→ Work to be completed:
Extend the film review, starting right after its final line.

→ Passage given:
-- Begin --
So, ignore the psychedelic sense of humour, the giant flying heads and the strange orange nappies of the Exterminators and focus on the Boorman’s messages about freedom, responsibility and the need to act… now. As the film’s writer, director and producer he surely meant every aspect as they are presented and this film addresses some of the same truths as his previous work, Deliverance.

The film is introduced by the disembodied head of Arthur Frayn  (Niall Buggy) who outlines the story in the manner of a medieval mummer… we are all the constructs he tells us looking straight into the camera: all made by our own Gods.

Brutal by name and nature
320 years after it was made, the World has descended into anarchy with the majority living a life of subsistence, their numbers strictly limited by teams of “exterminators” who rampage across the country slaying all they see in the name of their God, Zardoz. The killers all wear the same outlandish orange garb which might be laughable were it not for the guns and their delight in slaughtering others (imagine that dear 21st century reader?).

Zed in the head...
-- End --
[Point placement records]
-- Begin --
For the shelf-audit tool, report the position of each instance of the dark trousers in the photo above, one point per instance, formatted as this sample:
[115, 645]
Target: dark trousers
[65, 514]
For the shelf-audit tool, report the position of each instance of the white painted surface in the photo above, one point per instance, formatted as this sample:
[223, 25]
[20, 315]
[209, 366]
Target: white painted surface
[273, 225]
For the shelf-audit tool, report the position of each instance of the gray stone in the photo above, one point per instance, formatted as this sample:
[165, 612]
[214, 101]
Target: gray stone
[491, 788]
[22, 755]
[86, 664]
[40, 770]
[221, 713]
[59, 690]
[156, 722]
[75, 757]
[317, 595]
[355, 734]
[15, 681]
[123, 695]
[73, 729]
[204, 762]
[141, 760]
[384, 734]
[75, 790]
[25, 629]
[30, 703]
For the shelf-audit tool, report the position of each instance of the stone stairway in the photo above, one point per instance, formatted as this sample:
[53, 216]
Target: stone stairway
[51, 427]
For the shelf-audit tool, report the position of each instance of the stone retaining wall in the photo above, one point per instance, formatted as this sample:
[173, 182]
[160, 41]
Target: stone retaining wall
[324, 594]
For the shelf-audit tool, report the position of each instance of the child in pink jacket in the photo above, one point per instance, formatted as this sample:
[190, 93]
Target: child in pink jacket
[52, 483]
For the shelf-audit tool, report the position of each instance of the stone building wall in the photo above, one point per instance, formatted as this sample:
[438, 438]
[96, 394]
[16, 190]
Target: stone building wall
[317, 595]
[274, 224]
-- End --
-- Begin --
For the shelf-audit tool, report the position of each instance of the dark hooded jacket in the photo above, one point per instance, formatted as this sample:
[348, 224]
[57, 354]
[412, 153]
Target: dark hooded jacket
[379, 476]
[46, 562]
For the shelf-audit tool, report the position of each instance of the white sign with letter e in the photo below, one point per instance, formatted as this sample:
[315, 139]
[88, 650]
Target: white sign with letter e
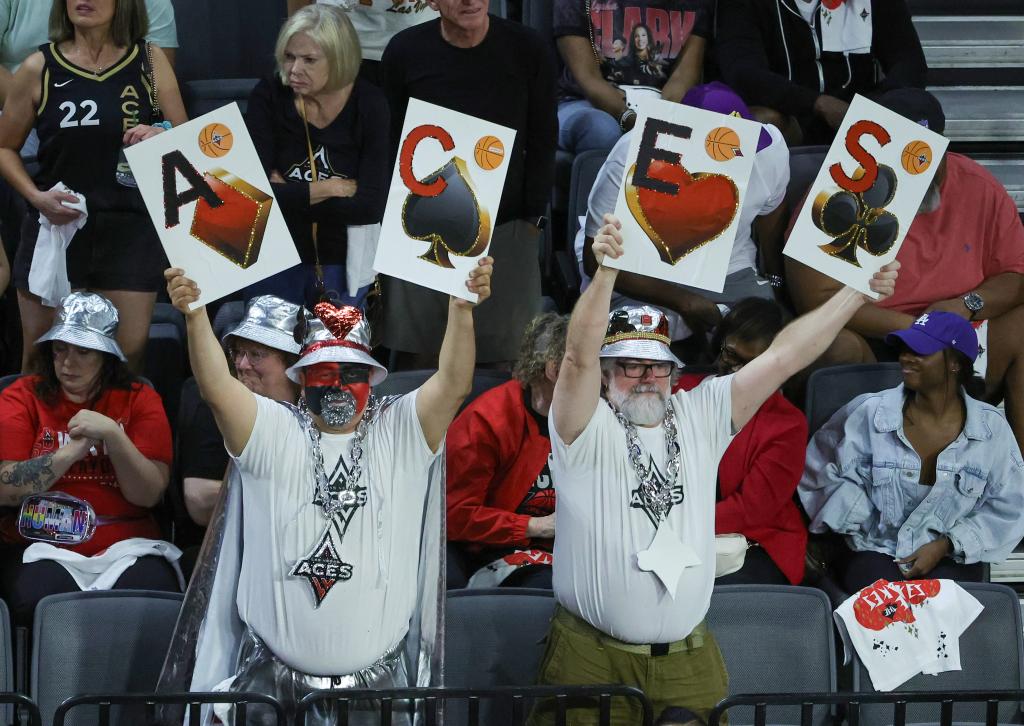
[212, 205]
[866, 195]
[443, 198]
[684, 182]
-- End --
→ Answer to this exercise:
Zardoz appears to them in the guise of a giant floating stone head, issuing instructions and vast amounts of guns in exchange for receipt of the goods extracted from the murdered farmers. But one of these “Brutals” Zed (Sean Connery) wants to find out more and stows away hidden in some grain, he discovers the interior filled with shrink-wrapped humans being harvested for their natural energies. He spots the strange figure of Frayn who recognises Zed and tries to explain something… But Zed shoots, sending him falling to his doom and sits tight as the floating head continues on its way.


Zed and Zardoz come to ground in the well-kept gardens of what appears to be a paradise, brightly garbed young people mass around, well fed and full of almost childish wonder at the new arrival in their community: the Vortex. Two women lead the investigation Consuella (Charlotte Rampling), who’s instinct is to have Zed exterminated and the more considered May (Sara Kestelman) who wants him examined. Even in paradise there is disagreement…

Sean Connery and Sara Kestelman
Zed is confused and tries to lash out but soon learns that the Eternals have psionic powers that can easily over-power him. He is gifted to an outspoken man called Friend (John Alderton) who begins to tell his new servant of the society he has fallen into.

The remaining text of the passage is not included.